Image-backed grounding data:
════════════════════

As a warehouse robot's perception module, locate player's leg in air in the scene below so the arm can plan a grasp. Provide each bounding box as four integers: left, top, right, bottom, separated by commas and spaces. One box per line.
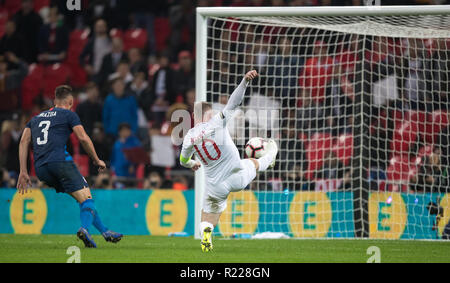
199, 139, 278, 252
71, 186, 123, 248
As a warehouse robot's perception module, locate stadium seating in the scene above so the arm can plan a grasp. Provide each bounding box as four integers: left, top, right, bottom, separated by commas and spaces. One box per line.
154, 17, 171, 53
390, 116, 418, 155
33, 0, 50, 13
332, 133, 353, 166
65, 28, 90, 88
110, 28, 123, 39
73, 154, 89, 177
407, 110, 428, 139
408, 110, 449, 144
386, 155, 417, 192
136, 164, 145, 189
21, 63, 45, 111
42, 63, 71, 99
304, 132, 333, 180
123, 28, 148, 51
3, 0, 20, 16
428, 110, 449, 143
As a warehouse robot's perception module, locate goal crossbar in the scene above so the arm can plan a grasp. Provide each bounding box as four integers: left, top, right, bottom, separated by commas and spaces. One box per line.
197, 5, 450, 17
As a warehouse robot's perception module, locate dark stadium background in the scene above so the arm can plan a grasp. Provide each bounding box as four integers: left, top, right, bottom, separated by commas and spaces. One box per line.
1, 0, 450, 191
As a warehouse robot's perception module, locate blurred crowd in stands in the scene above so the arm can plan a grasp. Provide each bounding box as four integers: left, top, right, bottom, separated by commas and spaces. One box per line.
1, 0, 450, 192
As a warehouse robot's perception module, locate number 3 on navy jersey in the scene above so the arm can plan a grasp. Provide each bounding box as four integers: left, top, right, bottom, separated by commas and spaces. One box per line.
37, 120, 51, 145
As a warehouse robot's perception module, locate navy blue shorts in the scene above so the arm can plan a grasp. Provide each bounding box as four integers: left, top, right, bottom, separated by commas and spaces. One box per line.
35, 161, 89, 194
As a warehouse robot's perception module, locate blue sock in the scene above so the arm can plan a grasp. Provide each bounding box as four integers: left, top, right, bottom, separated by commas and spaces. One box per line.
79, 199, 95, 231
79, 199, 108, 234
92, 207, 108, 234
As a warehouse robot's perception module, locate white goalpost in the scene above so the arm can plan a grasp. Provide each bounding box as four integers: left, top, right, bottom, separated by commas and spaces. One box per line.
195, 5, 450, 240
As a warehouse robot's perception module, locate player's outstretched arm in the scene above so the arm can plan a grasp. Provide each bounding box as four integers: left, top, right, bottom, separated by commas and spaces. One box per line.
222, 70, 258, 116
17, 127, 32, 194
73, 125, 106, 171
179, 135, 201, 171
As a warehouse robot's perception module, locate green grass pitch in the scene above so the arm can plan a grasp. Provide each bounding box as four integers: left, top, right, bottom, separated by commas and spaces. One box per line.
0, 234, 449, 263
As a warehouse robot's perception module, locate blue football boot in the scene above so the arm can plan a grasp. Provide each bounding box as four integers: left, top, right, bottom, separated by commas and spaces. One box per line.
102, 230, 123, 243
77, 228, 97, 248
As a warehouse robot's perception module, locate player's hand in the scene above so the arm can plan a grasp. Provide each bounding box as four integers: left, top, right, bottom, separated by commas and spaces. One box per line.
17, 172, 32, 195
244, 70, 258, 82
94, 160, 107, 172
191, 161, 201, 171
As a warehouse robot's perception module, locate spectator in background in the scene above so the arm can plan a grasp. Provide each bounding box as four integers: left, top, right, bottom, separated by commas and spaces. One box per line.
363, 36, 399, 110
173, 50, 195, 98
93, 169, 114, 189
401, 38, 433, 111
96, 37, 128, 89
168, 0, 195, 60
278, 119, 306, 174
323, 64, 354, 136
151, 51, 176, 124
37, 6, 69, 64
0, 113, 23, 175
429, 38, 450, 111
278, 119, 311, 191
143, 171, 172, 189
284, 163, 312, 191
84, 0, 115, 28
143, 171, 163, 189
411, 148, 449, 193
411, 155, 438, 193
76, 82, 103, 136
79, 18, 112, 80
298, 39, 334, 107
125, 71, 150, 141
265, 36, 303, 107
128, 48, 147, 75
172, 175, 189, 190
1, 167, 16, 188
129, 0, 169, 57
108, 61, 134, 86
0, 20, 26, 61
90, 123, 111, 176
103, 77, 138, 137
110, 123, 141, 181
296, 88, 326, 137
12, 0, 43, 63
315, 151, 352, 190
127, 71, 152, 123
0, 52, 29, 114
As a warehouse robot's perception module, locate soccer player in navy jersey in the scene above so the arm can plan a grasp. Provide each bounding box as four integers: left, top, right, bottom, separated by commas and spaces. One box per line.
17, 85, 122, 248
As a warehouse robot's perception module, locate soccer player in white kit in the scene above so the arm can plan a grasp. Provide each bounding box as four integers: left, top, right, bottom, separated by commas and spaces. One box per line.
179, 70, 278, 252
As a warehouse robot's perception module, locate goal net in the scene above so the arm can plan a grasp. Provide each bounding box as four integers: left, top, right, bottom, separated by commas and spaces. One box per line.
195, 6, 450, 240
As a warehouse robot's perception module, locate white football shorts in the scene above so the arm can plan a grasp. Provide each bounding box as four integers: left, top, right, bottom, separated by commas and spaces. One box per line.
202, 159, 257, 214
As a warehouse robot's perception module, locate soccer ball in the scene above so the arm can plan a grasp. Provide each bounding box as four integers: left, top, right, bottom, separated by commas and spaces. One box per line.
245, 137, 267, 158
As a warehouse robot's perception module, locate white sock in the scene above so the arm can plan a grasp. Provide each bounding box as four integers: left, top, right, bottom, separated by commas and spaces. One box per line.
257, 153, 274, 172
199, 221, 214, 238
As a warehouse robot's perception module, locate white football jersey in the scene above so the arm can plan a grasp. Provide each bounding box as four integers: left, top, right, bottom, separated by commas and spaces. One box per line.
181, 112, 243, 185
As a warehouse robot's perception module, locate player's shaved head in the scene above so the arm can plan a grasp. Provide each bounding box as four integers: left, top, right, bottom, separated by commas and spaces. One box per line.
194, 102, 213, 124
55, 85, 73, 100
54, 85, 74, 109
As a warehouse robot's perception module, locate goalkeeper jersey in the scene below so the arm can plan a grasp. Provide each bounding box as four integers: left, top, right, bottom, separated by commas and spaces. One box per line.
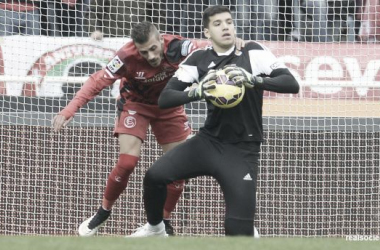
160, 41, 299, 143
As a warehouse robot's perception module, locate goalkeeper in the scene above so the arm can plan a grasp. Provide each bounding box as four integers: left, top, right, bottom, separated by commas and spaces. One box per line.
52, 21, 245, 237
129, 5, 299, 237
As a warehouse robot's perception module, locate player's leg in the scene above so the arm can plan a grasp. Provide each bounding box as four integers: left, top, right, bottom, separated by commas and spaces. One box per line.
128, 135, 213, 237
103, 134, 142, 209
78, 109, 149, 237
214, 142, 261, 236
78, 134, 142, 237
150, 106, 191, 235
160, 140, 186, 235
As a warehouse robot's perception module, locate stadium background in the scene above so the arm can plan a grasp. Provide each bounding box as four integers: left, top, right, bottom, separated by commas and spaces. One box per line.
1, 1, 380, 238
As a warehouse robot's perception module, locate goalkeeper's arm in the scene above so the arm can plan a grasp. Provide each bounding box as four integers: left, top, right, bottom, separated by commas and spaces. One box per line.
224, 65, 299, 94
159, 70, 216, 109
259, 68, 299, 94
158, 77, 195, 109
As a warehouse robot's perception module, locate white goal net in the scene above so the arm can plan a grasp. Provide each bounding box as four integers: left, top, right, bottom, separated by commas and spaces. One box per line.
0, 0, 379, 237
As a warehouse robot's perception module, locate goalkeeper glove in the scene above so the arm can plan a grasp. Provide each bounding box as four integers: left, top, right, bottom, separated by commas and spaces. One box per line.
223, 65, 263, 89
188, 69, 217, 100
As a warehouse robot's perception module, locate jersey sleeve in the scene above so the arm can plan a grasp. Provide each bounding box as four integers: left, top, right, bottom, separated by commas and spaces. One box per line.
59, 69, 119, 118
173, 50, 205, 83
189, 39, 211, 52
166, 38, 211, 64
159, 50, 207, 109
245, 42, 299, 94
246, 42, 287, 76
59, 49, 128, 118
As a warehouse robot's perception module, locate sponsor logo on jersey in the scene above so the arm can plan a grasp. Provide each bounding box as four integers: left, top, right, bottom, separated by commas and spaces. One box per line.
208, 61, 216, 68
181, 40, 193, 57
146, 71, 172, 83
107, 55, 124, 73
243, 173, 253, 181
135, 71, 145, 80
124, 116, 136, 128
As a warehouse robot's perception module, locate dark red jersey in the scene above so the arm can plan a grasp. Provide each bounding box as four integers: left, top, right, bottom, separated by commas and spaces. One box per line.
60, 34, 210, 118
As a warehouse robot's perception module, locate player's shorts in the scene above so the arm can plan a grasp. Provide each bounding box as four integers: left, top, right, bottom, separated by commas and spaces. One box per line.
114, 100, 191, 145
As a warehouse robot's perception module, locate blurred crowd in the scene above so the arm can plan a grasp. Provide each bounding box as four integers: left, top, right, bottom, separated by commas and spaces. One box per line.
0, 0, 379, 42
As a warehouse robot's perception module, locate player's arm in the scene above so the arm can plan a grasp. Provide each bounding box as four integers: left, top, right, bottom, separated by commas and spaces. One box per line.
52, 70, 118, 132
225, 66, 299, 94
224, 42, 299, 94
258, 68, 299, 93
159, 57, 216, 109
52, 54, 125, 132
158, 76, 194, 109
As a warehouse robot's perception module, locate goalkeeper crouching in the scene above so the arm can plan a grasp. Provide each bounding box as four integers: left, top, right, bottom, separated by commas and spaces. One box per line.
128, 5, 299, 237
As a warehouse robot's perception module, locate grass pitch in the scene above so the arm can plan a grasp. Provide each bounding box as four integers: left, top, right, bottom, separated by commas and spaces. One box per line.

════════════════════

WORK ORDER >> Your answer must consist only of the lines from the one with "locate goalkeeper crouching" through the final line of the entries, each retyped exactly.

RESPONSE TO THIS EXERCISE >>
As a warehouse robot's perception module, locate goalkeeper crouching in the scene above so the arm can plan a grasp. Provide each bounding box as four integers: left, top, right, bottom, separated by commas and spaces. One box per line.
128, 5, 299, 237
As a warehouse robot's perception module, locate grass pitch in the scene above so the arm can plan a grasp. Provide each bounding box as four integers: left, top, right, bottom, separated by commas and spaces. One box per line.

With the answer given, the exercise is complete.